▶ _Dataset extract_
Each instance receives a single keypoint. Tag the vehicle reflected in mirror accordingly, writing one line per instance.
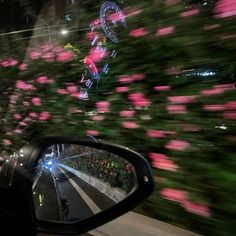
(74, 182)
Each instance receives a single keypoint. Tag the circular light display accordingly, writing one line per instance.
(111, 16)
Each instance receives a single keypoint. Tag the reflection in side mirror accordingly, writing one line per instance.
(74, 182)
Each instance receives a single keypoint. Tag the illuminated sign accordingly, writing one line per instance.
(102, 31)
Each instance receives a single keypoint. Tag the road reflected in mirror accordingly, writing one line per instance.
(73, 182)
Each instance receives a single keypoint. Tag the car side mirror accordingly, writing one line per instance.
(75, 185)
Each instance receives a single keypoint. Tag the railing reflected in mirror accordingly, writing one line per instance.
(73, 182)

▶ _Brief_
From the line containing "Each instance receives a single keypoint. Tag the illuminated" through the closing line of the material above, return every line exactly and omit all others.

▶ _Final answer_
Each instance receives a single keypoint. Tag the illuminated sign accordingly, writing one line per instance.
(102, 31)
Each instance receives a single keypoint. Tag the road reflected in mirror accordingly, writing one line per instance.
(73, 182)
Each instance receives a single keypoint. Tag the car side mirror accordingly, writing one line per instance.
(75, 185)
Each instance receives a single keypoint. Tag the railing reflected in mirror accordingly, writing one line per instance.
(73, 182)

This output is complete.